───── Kutipan ─────

Rasulan, Masihkah Menjadi Ritual Merti Desa?

oleh -
Kirab gunungan rasulan Desa Wonosari tahun 2015. KH/Bara.

Yang pasti ada dan utama dalam kirab budaya rasulan adalah arak-arakan gunungan atau ancak dari masing-masing padukuhan. Semua gunungan di padukuhan dijemput secara ritual oleh kelompok reog keprajuritan dari Padukuhan Gadungsari dan Padukuhan Tawarsari. Semua gunungan dibawa ke alun-alun depan Pemda dan dikirab menuju Balai Desa Wonosari. Kesenian reog dan gunungan yang diikuti Dukuh dari masing-masing padukuhan menjadi barisan awal arak-arakan kirab. Kemudian diikuti oleh warga yang mengenakan kostum petani dan peserta kirab lainnya yang menunjukkan potensi dan kreativitas masing-masing padukuhan. Ritual rasulan dari mulai kirab yang dimulai pukul 13.00 WIB tersebut dilaporkan baru selesai pada pukul 17.00 WIB.  Betapa rasulan di Desa Wonosari merupakan kegiatan yang sangat meriah. Semua warga desa antusias terlibat menjadi peserta kirab dan sebagian lain menjadi penonton yang ikut terhanyut dalam sebuah pesta kegembiraan bersama-sama.

─────

## Latihan Tertulis 1
Laporkan setiap baris entri di bawah yang memuat kata "below", dengan memperhatikan huruf kapital dan huruf kecil.
Teks di atas dan entri berikut tidak saling berkaitan.

───── Entri yang Diberikan ─────

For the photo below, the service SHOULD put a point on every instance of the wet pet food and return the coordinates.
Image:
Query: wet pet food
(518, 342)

─────
───── Entri yang Diberikan ─────

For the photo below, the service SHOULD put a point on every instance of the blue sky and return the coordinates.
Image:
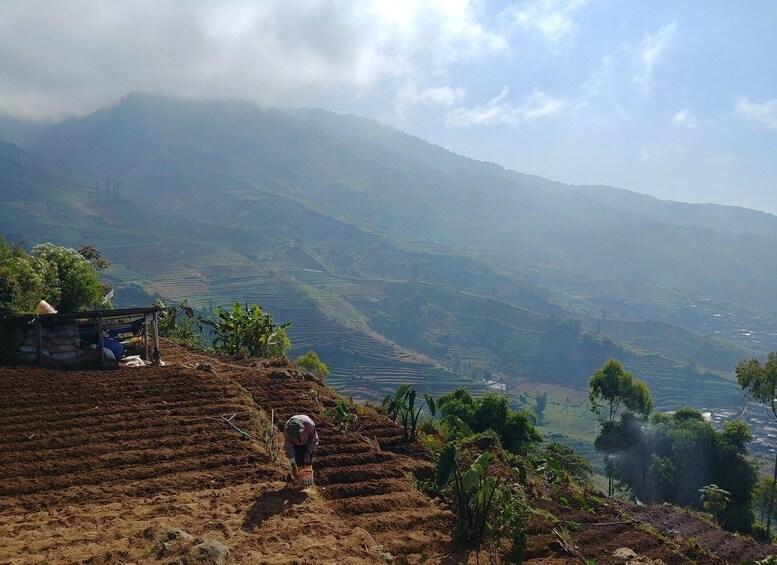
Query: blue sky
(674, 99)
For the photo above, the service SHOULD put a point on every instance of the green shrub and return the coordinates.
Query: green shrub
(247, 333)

─────

## Latihan Tertulis 2
Lanjutkan teks tentang rasulan di Desa Wonosari mulai dari kalimat terakhirnya.

## Hasil Latihan 1
For the photo below, the service SHOULD put a point on every instance of the wet pet food and return the coordinates.
For the photo below, the service SHOULD put a point on every instance of the blue sky and return the coordinates.

## Hasil Latihan 2
Adanya perlombaan menjadi padukuhan terbaik dalam kirab budaya juga telah memacu kreativitas warga menjadi penyaji terbaik olah seni pertunjukan dan potensi padukuhan yang dieksplorasi dan ditampilkan. Dalam rasulan Desa Wonosari tahun ini, Reporter KH melaporkan bahwa Padukuhan Tawarsari ditetapkan oleh Panitai Rasulan menjadi penyaji kirab terbaik, karena mampu mempertunjukkan aneka potensi lokalitas dengan apik dan mampu mencerminkan potensi budaya lokal yang masih terpelihara.

Dilaporkan pula, group reog Pranama dari Padukuhan Gadungsari sebelum bertugas menjemput gunungan juga tetap setia menjalankan tradisi “kulonuwun” dan beber di area pepohonan rindang pinggir Kali Besole di belakang Toko Mas Semar. Pepohonan rindang di Kali Besole tersebut diyakini sebagai tempat tinggal Ni Gadung Mlati, Sang Dhanyang Penunggu Hutan Lebat Nongko Doyong. Hutan Lebat Nongko Doyong yang merupakan cikal-bakal dari Desa Wonosari, yang di kemudian hari menjadi ibukota kabupaten terluas di wilayah DIY ini.

Modernitas diakui atau tidak diakui atau mau tak mau telah mewarnai tradisi rasulan yang digelar di wilayah Kabupaten Gunungkidul, termasuk pesta rasulan yang diselenggarakan di Desa Wonosari. Mulai dari kreasi reog yang sebelumnya adalah reog dhodog tradisional gagrak Gunungkidul menjadi demikian luas berkembang dan tumbuh subur berkembang Reog Gaya Ponorogo tetapi pemainnya orang Gunungkidul.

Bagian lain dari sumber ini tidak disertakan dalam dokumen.